■ **What is asked**
[1] Transcribe the passage on the Dibble's Bridge coach disaster from "In 2019, a film" up to and including "towards Dibble’s Bridge.".
[2] Go on with the account of the Dibble's Bridge coach disaster, starting after its last sentence.

■ **Selected excerpt**
An inquest at Skipton Town Hall, in July 1975, recorded a verdict of accidental death. The pathologist reported that the main cause of the loss of life was the crushing of the victims between the seats. The proprietor of the coach company, Norman Riley, was later fined £75 (equivalent to £795 in 2023) for running a motor vehicle with defective brakes.
“The bus looked so old-fashioned and rickety, more like something from the 1950s than the 1970s,” recalls Lincoln.
Witnessing the disaster did impact him but he is stoic in his response when asked about this. “People weren’t offered counselling in those days and anyway it wasn’t about us,” he says. “I did go and stay with an uncle who had been in the war, at the D-Day landings and had seen some terrible things. I could talk to him. He understood.”
Campaigners had called for electro-magnetic retarders to be fitted to all coaches preceding the crash. The use of such a retarder means that the frictional brakes are kept cool for use at slow speeds. But it brought the issue to a wider public and legislation was ultimately passed requiring the improvement of braking systems.
Meanwhile, the tight-knit Thornaby community was devastated by the tragedy. Everyone knew someone who had lost someone. It still elicits painful memories today.
In 2019, a film by Teessider Derek Smith told the story of the disaster which included eyewitness accounts from survivors Margaret Robinson, May Richardson and Doreen Parkinson. Margaret and May spoke of how the coach picked up speed as it went down the steep hill towards Dibble’s Bridge.
Doreen recalled seeing black smoke at the side of the coach, followed by “the awful sound of rushing wind”. She said: “Oh, it was terrible – and then I heard the sound of breaking glass and I knew no more.”

■ **Extracted data**
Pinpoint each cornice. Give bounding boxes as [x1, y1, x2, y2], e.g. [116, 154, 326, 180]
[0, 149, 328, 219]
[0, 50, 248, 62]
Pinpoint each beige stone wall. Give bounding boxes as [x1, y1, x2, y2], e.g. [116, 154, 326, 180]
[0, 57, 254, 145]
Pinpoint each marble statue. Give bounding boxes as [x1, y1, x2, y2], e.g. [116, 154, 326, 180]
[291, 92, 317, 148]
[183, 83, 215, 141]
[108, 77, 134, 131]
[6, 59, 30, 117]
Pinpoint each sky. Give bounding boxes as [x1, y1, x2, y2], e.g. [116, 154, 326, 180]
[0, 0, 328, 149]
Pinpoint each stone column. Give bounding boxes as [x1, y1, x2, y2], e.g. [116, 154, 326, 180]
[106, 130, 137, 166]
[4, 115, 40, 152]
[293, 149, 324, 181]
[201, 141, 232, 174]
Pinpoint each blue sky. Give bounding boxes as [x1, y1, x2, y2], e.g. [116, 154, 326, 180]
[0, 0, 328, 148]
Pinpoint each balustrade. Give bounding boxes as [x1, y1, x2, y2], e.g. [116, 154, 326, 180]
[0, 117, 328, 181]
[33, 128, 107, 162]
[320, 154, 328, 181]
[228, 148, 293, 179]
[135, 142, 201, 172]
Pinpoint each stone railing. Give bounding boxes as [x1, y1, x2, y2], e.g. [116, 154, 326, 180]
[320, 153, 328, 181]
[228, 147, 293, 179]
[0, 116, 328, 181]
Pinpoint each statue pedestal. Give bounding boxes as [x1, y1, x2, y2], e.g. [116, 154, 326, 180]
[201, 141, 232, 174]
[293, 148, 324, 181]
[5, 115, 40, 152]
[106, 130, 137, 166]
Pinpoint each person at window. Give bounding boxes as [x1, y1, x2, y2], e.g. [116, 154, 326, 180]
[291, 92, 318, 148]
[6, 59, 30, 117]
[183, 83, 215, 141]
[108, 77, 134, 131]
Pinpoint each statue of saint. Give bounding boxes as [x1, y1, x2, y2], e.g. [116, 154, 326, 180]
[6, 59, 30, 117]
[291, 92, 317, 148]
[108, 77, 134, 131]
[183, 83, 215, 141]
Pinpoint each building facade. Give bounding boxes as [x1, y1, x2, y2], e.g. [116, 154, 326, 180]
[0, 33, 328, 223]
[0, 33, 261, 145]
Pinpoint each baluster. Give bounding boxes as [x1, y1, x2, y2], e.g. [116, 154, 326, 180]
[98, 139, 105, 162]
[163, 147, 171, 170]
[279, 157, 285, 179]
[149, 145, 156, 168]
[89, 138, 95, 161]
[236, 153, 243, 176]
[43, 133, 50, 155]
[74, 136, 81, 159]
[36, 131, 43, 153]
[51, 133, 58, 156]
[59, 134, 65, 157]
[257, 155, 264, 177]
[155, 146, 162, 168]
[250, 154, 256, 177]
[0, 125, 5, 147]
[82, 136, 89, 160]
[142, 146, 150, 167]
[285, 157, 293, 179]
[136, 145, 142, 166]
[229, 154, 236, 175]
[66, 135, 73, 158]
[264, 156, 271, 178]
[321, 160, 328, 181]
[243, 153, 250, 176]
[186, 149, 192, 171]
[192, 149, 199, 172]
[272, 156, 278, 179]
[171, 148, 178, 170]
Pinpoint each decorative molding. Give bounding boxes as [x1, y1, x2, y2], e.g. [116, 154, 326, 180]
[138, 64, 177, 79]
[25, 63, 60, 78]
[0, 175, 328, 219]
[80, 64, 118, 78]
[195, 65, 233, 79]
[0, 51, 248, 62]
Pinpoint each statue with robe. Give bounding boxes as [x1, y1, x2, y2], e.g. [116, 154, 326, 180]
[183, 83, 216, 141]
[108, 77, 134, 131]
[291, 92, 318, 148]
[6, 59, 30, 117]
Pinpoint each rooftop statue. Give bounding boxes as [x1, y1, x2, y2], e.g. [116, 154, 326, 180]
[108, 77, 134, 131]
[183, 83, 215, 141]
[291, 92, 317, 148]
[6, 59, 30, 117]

■ **Answer set**
[1]
In 2019, a film by Teessider Derek Smith told the story of the disaster which included eyewitness accounts from survivors Margaret Robinson, May Richardson and Doreen Parkinson. Margaret and May spoke of how the coach picked up speed as it went down the steep hill towards Dibble’s Bridge.

[2]
Memorial stone made by Irene Jessop Funeral Service to commemorate those killed in the crash (Image: Evening Gazette)
Lincoln and Patricia attended the 40th anniversary memorial of the crash in Thornaby in 2015 when a memorial plaque was unveiled outside the town hall listing the names of those who died. In 2022, a four-ton memorial stone was erected in the town centre to better reflect the enormity of the disaster.
To mark the 50th anniversary of the crash today, a church service is being held at St Paul’s Church in Thornaby presided by the Bishop of Whitby with flower tributes.
Thornaby councillor Steve Walmsley was in the town’s social club when he heard about the disaster. He believes more could have been done to remember it over the years. “You would mention it and people would say, ‘I’ve never heard of it’,” he previously said.
“I always thought if a disaster like that affected a more prominent city there would have been a monument or memorial built years ago. For it being the worst road disaster in British history very little is still known about it outside Thornaby.”